*SHORT TASK:*
Please render the entries from the very first line through the line containing "[224,303,437,426]", both included, as a Markdown table with a Row column numbering each line and a Text column holding the line itself, leaving out blank lines.
--- begin ---
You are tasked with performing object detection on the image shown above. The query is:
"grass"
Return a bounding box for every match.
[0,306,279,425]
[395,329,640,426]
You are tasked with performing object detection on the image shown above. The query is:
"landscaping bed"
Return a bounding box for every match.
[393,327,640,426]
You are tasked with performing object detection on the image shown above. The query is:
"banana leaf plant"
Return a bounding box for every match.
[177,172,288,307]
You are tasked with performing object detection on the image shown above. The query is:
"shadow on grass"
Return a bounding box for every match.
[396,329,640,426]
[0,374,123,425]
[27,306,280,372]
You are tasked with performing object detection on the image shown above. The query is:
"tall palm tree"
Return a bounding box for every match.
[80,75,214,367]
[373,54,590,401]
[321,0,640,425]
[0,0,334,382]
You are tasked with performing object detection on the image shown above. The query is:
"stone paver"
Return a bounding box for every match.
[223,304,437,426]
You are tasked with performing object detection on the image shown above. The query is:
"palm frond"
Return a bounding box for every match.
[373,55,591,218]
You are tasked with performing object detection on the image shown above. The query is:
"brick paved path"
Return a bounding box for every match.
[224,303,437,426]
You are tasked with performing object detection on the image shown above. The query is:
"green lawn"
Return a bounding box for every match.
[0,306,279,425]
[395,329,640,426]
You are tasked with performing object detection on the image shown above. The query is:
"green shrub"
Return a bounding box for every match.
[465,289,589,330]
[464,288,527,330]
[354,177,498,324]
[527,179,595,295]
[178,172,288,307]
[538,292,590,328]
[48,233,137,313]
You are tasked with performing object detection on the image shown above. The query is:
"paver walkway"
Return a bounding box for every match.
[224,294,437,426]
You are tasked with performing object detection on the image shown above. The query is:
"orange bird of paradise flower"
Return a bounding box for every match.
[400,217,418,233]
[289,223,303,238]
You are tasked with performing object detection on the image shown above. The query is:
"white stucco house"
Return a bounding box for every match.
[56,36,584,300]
--- end ---
*RESULT OF THIS EXERCISE:*
| Row | Text |
|---|---|
| 1 | You are tasked with performing object detection on the image shown above. The query is: |
| 2 | "grass" |
| 3 | Return a bounding box for every match. |
| 4 | [0,306,279,425] |
| 5 | [395,329,640,426] |
| 6 | You are tasked with performing object detection on the image shown above. The query is: |
| 7 | "landscaping bed" |
| 8 | Return a bounding box for every match. |
| 9 | [393,327,640,426] |
| 10 | You are tasked with performing object detection on the image shown above. The query is: |
| 11 | "banana leaf plant" |
| 12 | Return a bounding box for every match. |
| 13 | [177,172,288,307] |
| 14 | You are tasked with performing object detection on the image shown above. The query is: |
| 15 | "shadow on grass" |
| 16 | Return a bounding box for every match. |
| 17 | [396,329,640,426] |
| 18 | [0,374,123,425] |
| 19 | [27,306,280,372] |
| 20 | You are tasked with performing object detection on the image shown above. The query is: |
| 21 | "tall palm tree" |
| 22 | Return a bounding box for every match. |
| 23 | [80,75,214,367] |
| 24 | [373,54,590,401] |
| 25 | [321,0,640,425] |
| 26 | [0,0,334,382] |
| 27 | You are tasked with performing object detection on the image shown above. The query is: |
| 28 | "stone paver" |
| 29 | Return a bounding box for every match. |
| 30 | [223,304,437,426] |
| 31 | You are tasked with performing object detection on the image shown above. The query is: |
| 32 | "palm frond" |
| 33 | Return a bounding box for every match. |
| 34 | [373,55,591,218] |
| 35 | You are tasked with performing object detection on the image shown above. The query is: |
| 36 | "brick paved path" |
| 37 | Return a bounding box for every match. |
| 38 | [224,303,437,426] |